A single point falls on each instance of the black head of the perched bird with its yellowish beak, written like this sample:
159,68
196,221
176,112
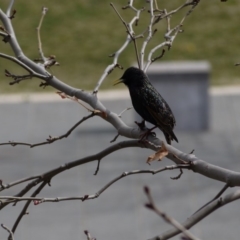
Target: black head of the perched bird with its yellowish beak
132,77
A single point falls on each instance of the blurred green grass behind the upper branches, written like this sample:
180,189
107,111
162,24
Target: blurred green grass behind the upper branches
82,33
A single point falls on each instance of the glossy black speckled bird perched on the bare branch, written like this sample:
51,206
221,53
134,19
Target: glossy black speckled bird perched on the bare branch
148,103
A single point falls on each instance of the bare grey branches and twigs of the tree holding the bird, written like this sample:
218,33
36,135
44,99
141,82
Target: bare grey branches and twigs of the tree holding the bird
231,178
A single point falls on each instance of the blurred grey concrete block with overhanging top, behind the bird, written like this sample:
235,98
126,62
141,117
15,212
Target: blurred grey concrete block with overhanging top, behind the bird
188,82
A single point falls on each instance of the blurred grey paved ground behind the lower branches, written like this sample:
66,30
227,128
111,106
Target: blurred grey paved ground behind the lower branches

- WORK INSTRUCTION: The entries above are to be reproduced exactly, with the pictures dropped.

- TASK RESULT:
A single point falls on each instance of the black head of the perched bird with its yellowish beak, written like this sample:
159,68
196,221
176,112
Target: black head of the perched bird with its yellowish beak
132,77
A single point falls on each instance of the blurred green grass behind the upper branches, written like this sample:
180,189
107,111
162,24
Target: blurred green grass behind the upper branches
82,33
A single point falls on each instance of the glossy black speckled bird perched on the bare branch, written like this sample:
51,206
221,53
134,19
Target: glossy black speckled bird perched on the bare branch
148,103
A single point falls on each instance of the bare grey branches and twigs of the tree holding the bird, written like this sample:
218,33
36,135
44,99
141,82
Target: bare grey branches and twigs of the tree holding the bird
231,178
A single point falls on each instance of the blurred grey concrete block with overhanging top, behind the bird, written like this sample:
235,98
126,62
141,117
15,212
Target: blurred grey concrete block with overhanging top, behind the bird
188,82
A single point falls on each instance of the blurred grey paved ground behind the lower branches, written like this sample:
66,30
227,128
111,106
Target: blurred grey paved ground behind the lower branches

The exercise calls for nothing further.